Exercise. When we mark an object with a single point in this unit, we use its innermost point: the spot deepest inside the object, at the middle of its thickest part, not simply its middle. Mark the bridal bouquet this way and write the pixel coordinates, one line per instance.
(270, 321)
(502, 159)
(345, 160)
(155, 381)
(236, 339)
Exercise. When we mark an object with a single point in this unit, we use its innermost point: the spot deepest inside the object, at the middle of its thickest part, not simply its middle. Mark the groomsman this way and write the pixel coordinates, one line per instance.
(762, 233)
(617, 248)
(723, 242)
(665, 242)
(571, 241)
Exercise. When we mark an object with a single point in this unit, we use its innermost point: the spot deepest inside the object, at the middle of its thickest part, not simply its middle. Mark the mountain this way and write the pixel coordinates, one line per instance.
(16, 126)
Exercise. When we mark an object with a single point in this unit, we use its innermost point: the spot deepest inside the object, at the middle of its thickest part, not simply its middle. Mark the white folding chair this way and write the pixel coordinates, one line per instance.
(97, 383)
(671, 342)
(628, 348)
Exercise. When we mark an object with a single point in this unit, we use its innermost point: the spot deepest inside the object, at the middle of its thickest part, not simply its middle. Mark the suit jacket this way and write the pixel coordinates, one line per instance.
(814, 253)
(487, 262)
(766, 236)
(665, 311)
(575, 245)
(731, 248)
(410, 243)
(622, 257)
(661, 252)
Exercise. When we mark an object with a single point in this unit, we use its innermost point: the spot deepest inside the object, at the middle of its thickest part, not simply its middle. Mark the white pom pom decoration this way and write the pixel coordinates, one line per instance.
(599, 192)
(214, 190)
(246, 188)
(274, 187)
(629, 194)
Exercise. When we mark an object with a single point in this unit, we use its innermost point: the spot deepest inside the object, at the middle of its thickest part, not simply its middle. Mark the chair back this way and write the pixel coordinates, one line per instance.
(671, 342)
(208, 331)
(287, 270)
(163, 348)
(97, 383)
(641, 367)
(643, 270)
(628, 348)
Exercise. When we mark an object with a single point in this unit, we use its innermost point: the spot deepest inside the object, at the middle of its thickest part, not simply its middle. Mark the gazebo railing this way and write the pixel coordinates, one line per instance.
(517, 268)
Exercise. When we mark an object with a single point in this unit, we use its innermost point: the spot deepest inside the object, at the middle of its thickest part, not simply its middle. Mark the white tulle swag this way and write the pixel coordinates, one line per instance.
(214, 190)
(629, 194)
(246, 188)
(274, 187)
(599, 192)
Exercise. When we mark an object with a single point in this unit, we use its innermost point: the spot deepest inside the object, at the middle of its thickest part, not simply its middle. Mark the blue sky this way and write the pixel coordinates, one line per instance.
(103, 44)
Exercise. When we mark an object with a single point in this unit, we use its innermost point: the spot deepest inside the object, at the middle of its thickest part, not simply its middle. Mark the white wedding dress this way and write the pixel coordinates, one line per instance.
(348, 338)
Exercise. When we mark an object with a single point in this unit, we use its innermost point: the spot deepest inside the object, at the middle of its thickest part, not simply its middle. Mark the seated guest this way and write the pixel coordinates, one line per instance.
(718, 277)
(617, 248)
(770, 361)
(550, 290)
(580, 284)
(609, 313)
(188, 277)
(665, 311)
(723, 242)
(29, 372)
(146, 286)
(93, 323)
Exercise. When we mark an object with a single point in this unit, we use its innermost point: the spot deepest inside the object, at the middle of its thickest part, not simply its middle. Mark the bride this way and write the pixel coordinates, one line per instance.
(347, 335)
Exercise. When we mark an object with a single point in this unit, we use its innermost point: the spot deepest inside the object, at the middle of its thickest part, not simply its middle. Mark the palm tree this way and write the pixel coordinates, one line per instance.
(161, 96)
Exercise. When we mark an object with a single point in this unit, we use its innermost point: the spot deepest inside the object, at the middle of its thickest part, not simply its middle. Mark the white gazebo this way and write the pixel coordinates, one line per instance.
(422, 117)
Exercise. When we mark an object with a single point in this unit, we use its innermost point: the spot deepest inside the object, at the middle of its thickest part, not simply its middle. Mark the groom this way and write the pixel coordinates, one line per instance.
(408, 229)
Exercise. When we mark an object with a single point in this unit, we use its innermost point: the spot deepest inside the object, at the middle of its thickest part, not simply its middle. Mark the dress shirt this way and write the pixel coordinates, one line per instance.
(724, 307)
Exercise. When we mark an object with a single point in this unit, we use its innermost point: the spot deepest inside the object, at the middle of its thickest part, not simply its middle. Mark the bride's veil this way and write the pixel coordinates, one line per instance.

◆ ◆ ◆

Exercise instructions
Your task is to reproduce, exactly and exclusively, the lines from the one holding "the groom this" through the final line of the listing.

Result of this task
Exercise. When we mark an object with a single point in this unit, we use its innermost point: the spot deepest inside the object, at the middle of its thickest part, not simply its middle. Mark the groom this way and write the pixel coordinates, one line per instance.
(408, 229)
Exercise. When we mark an object with a single point in this unit, we use its innermost point: the spot deepest inside the object, at the middle of its thickest part, not simply its middle. Mark the dress shirt this way and write the pixel coordinates, one line per instance.
(724, 307)
Exercise. When we mark an object with a single point in this unit, we use its innermost point: the spot deepest inside the object, at the middle of its thickest part, not simply its middle. Mark the bride's veil this way and write the pixel coordinates, one line per instance.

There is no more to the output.